• Stated task:
Rewrite all the rows below, changing every "Quickstart" to "Usage" and keeping everything else the same.

• Material provided:

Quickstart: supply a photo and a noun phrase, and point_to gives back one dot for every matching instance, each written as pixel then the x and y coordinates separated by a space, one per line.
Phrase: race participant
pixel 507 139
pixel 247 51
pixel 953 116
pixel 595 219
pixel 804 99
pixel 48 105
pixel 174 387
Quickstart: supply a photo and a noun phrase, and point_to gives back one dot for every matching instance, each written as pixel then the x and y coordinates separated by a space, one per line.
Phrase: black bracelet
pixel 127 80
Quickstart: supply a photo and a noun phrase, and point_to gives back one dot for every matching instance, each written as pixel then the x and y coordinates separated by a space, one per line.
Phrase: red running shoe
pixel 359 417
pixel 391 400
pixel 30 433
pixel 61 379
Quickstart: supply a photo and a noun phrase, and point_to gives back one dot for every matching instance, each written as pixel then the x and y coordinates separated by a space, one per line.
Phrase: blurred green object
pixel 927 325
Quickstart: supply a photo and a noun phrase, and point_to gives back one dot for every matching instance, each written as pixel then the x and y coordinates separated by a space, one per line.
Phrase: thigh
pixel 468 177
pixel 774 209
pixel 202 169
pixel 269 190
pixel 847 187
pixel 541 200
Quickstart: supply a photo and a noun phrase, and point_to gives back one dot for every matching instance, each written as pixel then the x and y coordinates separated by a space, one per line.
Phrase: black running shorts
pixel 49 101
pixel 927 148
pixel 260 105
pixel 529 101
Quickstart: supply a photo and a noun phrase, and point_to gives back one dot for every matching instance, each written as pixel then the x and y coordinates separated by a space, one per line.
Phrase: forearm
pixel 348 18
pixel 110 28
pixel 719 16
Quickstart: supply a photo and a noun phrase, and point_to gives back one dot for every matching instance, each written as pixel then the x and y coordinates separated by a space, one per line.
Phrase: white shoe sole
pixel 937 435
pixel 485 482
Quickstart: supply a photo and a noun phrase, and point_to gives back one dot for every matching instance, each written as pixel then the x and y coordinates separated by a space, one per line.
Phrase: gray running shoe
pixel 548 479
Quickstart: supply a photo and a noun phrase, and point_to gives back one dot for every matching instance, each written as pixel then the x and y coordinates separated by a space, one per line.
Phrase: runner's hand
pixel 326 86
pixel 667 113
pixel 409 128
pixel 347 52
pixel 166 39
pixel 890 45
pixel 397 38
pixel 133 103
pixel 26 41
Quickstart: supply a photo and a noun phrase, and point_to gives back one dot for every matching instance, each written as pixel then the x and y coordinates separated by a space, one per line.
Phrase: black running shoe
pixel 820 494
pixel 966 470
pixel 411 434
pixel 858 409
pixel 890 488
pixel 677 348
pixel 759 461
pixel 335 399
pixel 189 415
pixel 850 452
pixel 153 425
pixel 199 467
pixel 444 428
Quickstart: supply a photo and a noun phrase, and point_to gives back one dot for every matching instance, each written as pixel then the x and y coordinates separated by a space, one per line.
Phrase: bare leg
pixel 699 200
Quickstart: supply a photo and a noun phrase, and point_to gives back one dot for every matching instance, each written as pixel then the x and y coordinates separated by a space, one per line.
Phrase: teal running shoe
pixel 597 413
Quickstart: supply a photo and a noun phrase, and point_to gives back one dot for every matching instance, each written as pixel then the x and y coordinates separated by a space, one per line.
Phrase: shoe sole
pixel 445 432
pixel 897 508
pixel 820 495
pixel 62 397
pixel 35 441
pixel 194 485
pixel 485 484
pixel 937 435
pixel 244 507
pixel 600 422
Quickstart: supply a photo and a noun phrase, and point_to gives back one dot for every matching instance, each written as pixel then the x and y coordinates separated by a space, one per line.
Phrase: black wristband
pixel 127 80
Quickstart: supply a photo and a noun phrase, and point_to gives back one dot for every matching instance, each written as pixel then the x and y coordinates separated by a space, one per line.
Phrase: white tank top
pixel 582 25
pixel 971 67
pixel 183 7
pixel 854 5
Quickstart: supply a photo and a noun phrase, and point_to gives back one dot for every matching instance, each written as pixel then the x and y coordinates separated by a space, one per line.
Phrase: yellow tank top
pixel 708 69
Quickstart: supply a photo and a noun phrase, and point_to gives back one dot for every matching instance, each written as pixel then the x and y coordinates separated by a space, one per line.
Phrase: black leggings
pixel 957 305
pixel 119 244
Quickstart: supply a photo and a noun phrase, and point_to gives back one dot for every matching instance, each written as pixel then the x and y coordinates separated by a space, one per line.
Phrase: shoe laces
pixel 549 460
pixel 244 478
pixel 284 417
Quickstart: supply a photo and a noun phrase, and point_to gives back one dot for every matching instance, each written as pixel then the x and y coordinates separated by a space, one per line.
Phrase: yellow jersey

• Complete answer:
Usage: supply a photo and a noun phrase, and point_to gives back one dot for every matching instance, each written as pixel then the x and y coordinates separated by a space, one per line.
Phrase: race participant
pixel 507 139
pixel 247 51
pixel 953 116
pixel 595 219
pixel 804 99
pixel 48 105
pixel 174 387
Usage: supply a photo and a noun phrase, and point_to gives back one dot for every matching instance, each written as pixel then the x and y coordinates separated by a space, one per line.
Phrase: black bracelet
pixel 127 80
Usage: supply a photo and a noun phrase, and point_to gives back one dot for every matching instance, each written as pixel then the x and y coordinates separated by a space, one per line.
Phrase: red running shoe
pixel 359 417
pixel 391 400
pixel 30 433
pixel 61 379
Usage: supply a photo and a noun phrase, and point_to gives back one dot for every matching instance, each written as pixel then the x and y coordinates separated by a space, one per line.
Phrase: blurred green object
pixel 927 325
Usage: supply a photo and a noun phrase, and point_to gives back one dot for every matching instance, each written as pixel then the x and y coordinates separated by a space, one per line.
Phrase: thigh
pixel 468 177
pixel 774 209
pixel 202 169
pixel 269 190
pixel 847 187
pixel 541 200
Usage: supply a photo and a noun phrase, and point_to gives back one dot for every matching instance, each written as pixel then the x and y coordinates separated by a space, one per line.
Phrase: black running shorts
pixel 49 101
pixel 927 148
pixel 260 105
pixel 529 101
Usage: supply a photo and a noun phrase, and point_to gives back one dot for every matching instance, each written as pixel then the x and y coordinates separated by a space, one per line.
Phrase: forearm
pixel 348 18
pixel 110 28
pixel 719 16
Usage: supply a photo and a noun phrase, and point_to gives back one dot for every matching instance, each written as pixel then the x and y coordinates separated by a space, one per line.
Phrase: white shoe sole
pixel 937 435
pixel 485 482
Usage: supply a photo and a noun phrase, and point_to gives back one dot for every matching instance, each written as pixel then the x and y coordinates separated by a space, one per line.
Phrase: gray running shoe
pixel 548 479
Usage: supply a photo and a noun phrase, and point_to gives back one dot for every matching instance, each written as pixel then the x and y coordinates separated by a space, one per line.
Phrase: runner's hand
pixel 326 86
pixel 667 113
pixel 409 128
pixel 347 52
pixel 166 39
pixel 890 45
pixel 397 38
pixel 133 103
pixel 26 41
Usage: supply a photo and a noun phrase, and point_to gives back one dot for every matching instance, each written as pixel then the x and y coordinates separated by a space, one per line.
Phrase: black running shoe
pixel 820 494
pixel 966 470
pixel 411 434
pixel 858 409
pixel 890 488
pixel 677 348
pixel 759 461
pixel 335 399
pixel 189 415
pixel 850 452
pixel 153 425
pixel 199 467
pixel 444 428
Usage: supply a photo and a noun phrase, and point_to gives back one dot for every matching instance, each written as pixel then the x and y coordinates separated by a space, one per line.
Phrase: bare leg
pixel 699 200
Usage: supply a photo and a noun phrase, and point_to gives back one dot for every matching instance, each written as pixel then the x and y coordinates separated by a space, one per line.
Phrase: teal running shoe
pixel 597 413
Usage: supply a photo and a noun phrase, and point_to gives back one dot for every matching instance, each written as pixel then the x and y coordinates separated by a space, one per line.
Phrase: shoe sole
pixel 445 432
pixel 897 508
pixel 820 495
pixel 62 397
pixel 35 441
pixel 194 485
pixel 485 484
pixel 937 435
pixel 244 507
pixel 600 422
Usage: supply a photo and a noun phrase, and point_to gives back one dot for every matching instance, each written as pixel then the x and y coordinates separated by a space, one per line.
Phrase: black wristband
pixel 127 80
Usage: supply a photo and a noun phrase, and point_to gives back one dot for every matching instance, each written as pixel then the x and y coordinates separated by a space, one per line.
Phrase: white tank top
pixel 582 25
pixel 971 67
pixel 183 7
pixel 854 5
Usage: supply a photo and a noun phrase, and point_to gives back one dot for every matching instance, each written as pixel then the x and y coordinates separated by a space, one per line.
Phrase: yellow tank top
pixel 708 69
Usage: supply a photo and a noun phrase, and point_to gives back one dot for every matching instance, each written as pixel then the x and y coordinates separated by a space, one per line.
Phrase: black leggings
pixel 957 305
pixel 119 244
Usage: supply a photo and a noun phrase, and point_to gives back one dot for every matching instance, each written as pixel then the x and y coordinates separated by a space, one per line.
Phrase: shoe laces
pixel 549 460
pixel 244 478
pixel 284 417
Usage: supply a photo and a noun phrase, and point_to gives back one dot for every matching instance, each written as pixel then the x and y coordinates separated by a space, one per line.
Phrase: yellow jersey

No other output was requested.